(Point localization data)
□ □ □ □ □

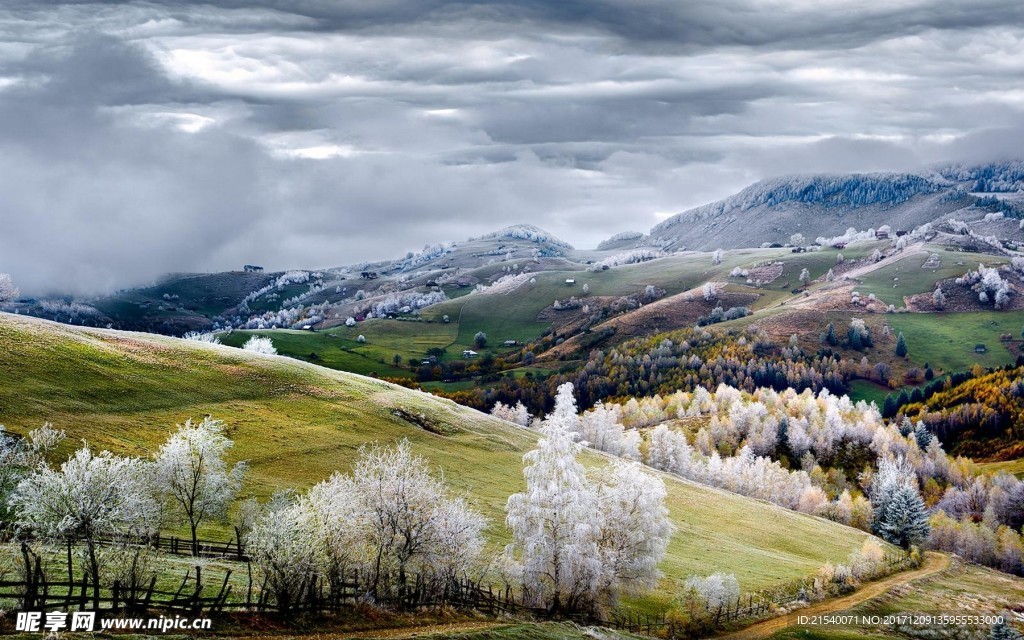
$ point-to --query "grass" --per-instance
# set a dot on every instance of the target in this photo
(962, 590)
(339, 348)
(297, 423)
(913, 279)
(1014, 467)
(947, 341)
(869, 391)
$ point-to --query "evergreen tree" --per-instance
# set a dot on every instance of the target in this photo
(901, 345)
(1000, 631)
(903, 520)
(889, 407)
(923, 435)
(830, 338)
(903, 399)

□ □ □ □ □

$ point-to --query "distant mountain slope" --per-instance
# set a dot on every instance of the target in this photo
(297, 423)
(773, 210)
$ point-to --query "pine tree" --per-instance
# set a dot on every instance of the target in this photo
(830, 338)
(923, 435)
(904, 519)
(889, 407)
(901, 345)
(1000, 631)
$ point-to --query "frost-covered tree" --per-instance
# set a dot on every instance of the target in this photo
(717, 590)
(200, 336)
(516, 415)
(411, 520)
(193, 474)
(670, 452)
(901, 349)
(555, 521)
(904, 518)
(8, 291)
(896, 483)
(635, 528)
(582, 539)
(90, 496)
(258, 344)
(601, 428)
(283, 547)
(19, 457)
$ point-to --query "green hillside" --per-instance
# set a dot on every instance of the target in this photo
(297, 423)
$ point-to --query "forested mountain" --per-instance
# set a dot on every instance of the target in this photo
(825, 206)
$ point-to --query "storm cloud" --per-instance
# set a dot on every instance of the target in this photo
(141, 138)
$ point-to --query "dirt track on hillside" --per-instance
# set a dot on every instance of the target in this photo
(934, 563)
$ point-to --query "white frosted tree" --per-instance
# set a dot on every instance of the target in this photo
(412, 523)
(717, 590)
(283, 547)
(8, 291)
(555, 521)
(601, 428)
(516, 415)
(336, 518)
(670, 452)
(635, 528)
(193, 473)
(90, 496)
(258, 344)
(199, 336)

□ □ □ □ □

WORK ITEM:
When a line in the records above contains the word "mountain", copy it.

EXPECTED ANSWER:
$ point-to --query "distant mountain slope" --per-instance
$ point-to --query "forested mountain" --per-instance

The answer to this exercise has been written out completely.